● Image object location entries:
____________
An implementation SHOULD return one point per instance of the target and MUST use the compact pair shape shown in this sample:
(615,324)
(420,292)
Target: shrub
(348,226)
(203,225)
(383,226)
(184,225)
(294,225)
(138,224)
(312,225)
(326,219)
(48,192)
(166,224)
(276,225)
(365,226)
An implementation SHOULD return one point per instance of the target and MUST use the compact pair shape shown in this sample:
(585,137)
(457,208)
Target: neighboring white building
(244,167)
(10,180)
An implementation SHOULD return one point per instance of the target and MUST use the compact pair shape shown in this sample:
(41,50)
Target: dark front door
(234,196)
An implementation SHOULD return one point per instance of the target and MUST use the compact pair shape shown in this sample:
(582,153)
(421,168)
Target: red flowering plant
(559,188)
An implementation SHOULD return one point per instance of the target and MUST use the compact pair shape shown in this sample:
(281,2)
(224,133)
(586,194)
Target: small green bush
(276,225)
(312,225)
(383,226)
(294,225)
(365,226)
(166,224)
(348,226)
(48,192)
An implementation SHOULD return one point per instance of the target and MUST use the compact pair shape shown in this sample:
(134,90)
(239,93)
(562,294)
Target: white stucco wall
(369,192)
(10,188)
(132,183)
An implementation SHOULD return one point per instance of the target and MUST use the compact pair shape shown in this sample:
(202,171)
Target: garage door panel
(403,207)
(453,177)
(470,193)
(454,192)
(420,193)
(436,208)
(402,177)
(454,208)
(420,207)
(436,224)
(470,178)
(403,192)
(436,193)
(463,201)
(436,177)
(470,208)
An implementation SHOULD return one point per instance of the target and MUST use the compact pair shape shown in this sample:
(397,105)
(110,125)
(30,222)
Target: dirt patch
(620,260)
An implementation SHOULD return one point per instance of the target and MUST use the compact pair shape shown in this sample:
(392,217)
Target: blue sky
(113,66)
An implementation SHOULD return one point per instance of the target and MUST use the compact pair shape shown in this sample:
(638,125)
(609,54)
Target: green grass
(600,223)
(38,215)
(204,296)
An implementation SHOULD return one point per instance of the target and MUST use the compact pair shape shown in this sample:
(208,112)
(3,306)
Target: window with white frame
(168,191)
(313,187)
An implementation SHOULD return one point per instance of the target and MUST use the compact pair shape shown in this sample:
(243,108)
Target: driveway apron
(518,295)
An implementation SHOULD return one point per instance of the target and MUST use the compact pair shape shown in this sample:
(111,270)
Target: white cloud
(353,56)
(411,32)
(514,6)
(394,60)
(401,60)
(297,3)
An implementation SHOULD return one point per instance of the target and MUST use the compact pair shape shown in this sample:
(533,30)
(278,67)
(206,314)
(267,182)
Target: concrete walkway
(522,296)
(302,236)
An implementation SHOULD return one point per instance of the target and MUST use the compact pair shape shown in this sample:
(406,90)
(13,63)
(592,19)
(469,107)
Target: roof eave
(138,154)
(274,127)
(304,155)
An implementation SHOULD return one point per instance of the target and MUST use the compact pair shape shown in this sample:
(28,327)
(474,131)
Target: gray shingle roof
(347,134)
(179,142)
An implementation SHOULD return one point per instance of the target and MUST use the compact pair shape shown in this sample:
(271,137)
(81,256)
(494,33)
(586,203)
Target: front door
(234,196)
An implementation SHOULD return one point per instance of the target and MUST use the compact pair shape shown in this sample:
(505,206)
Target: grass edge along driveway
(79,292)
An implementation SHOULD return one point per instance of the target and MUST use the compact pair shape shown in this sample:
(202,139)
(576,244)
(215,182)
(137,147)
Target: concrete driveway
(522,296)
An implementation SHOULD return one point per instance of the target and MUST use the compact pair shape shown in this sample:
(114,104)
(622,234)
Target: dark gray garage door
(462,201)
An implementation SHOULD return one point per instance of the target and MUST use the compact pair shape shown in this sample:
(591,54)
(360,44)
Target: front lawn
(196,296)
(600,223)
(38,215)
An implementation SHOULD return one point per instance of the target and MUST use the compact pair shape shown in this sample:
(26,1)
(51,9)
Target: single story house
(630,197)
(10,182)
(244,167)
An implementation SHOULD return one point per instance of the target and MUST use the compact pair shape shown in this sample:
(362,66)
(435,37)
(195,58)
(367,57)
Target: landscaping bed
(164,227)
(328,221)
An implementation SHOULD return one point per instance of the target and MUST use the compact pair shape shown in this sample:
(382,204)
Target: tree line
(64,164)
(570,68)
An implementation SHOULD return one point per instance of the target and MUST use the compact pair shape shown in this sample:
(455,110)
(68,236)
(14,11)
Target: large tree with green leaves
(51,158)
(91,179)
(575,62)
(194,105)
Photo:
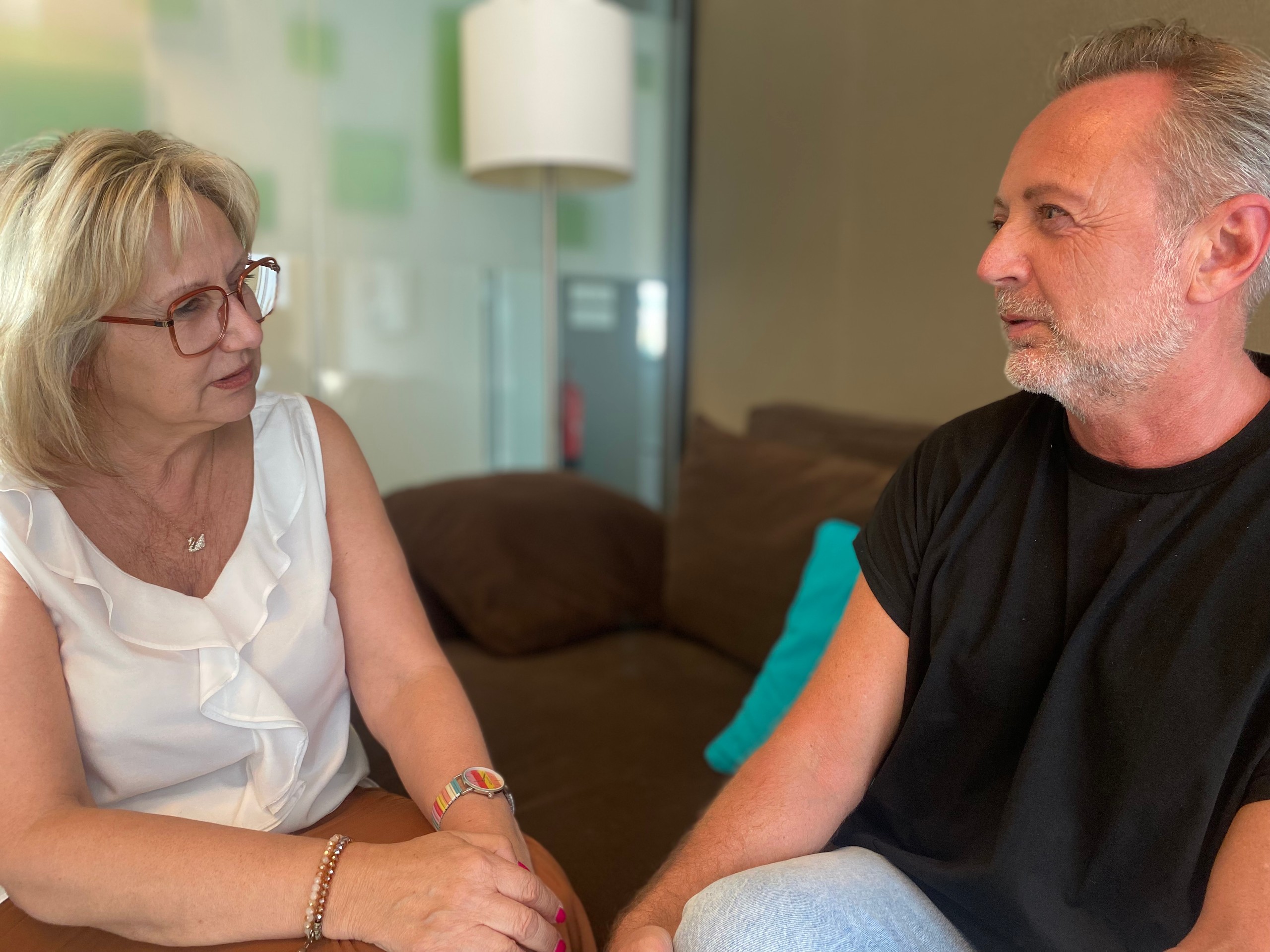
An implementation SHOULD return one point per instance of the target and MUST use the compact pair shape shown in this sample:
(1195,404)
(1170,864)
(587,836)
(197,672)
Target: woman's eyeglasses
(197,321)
____________
● Problem to solve: Pick out every line of the rows above that contains the string "door" and copy each one, treating uppercase and lowercase letters as different.

● Solution to the exercise:
Target: dark front door
Target: garage door panel
Target: front door
Target: dark gray garage door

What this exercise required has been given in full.